## To be done
A – In the reflection guide on joy, what does Robin Wall Kimmerer say she chooses over despair?
B – Reproduce the part of the reflection guide on joy between "3. What simple" and "they delight you?", inclusive.

## Selected text
────────────────────

So, read through the list of questions 2-3 times until one question sticks out for you and captures your attention, or as some faith traditions say, until one of the questions “shimmers.”

Then reflect on that question using one or all of these questions:

  • What is going on in my life right now that makes this question so pronounced for me?
  • How might my inner voice be trying to speak to me through it?
  • How might Life or my inner voice be trying to offer me a word of comfort or challenge through this question?
  1. What were you first taught about “deserving joy”?
  2. Did you grow up in a “happy family”?
  3. What simple joy rescues you over and over again? (What might you do to make a little bit more room for it in your life?)
  4. Are you mostly a creator of joy, receiver of joy, notice-er of joy or spreader of joy?
  5. If you could magically give a joy-filled and sorrowless week to one of your friends, family members or co-workers in the coming year, who would you choose and why?
  6. Have you been hesitant or scared to ask for the thing you know will bring you joy?
  7. When was the last time you sought out joy for your body?
  8. Has choosing joy ever been an act of survival for you? Or an act of defiance?
  9. Are you too responsible to let joy in?
  10. What is one of your favorite/best moments of bringing joy to someone else?
  11. Has joy ever asked something big of you? Might it be asking that now?
  12. When was the last time you told your partner that they delight you?
  13. What’s your question? Your question may not be listed above. As always, if the above questions don’t include what life is asking from you, spend the month listening to your days to find it.

Companion Pieces

Recommended Resources for Personal Exploration & Reflection

The following resources are not required reading. Nor are they intended to be analyzed in your group.

Instead they are here to companion you on your personal journey this month, get you thinking

and open you up to new ways of embodying the practice of joy in your life.

 

Wise Words

Even a wounded world is feeding us. Even a wounded world holds us, giving us moments of wonder and joy. I choose joy over despair. Not because I have my head in the sand, but because joy is what the earth gives me daily and I must return the gift.

Robin Wall Kimmerer

In this world heavy with robust reasons for despair, joy is a stubborn courage we must not surrender, a fulcrum of personal power we must not yield to cynicism, blame, or any other costume of helplessness… And when the war within rages, as it does in every life, the practice of joy, the courage of joy, becomes our mightiest frontier of resistance.

Maria Popova

I don’t think anyone “finds” joy. Rather, we cultivate it by searching for the preciousness of small things, the ordinary miracles that strengthen our hearts so we can keep them open to what is difficult.

Dawna Markova

What if joy and pain are fundamentally tangled up with one another? Or even more to the point: what if joy is not only entangled with pain, suffering or sorrow, but it’s also what emerges from how we care for each other through those things? What if joy, instead of refuge or relief from heartbreak, is what effloresces from us as we help each other carry our heartbreaks?

Ross Gay

There’s joy to be found in how people manage to survive.

Britney Luse

A person will be called to account on judgment day for every permissible thing they might have enjoyed but did not.

────────────────────

## Recorded data
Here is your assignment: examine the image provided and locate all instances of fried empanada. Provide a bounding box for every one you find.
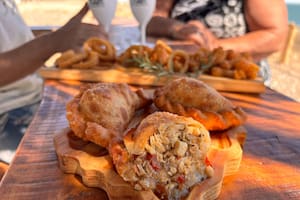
[154,78,246,130]
[66,83,150,147]
[109,112,213,199]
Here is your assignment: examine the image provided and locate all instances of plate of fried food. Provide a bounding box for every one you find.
[39,37,265,93]
[54,77,246,200]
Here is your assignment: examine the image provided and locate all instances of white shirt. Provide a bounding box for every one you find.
[0,0,43,115]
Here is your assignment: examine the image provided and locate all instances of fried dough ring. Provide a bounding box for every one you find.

────────────────────

## Solved problems
A – Joy.

B –
3. What simple joy rescues you over and over again? (What might you do to make a little bit more room for it in your life?)
  4. Are you mostly a creator of joy, receiver of joy, notice-er of joy or spreader of joy?
  5. If you could magically give a joy-filled and sorrowless week to one of your friends, family members or co-workers in the coming year, who would you choose and why?
  6. Have you been hesitant or scared to ask for the thing you know will bring you joy?
  7. When was the last time you sought out joy for your body?
  8. Has choosing joy ever been an act of survival for you? Or an act of defiance?
  9. Are you too responsible to let joy in?
  10. What is one of your favorite/best moments of bringing joy to someone else?
  11. Has joy ever asked something big of you? Might it be asking that now?
  12. When was the last time you told your partner that they delight you?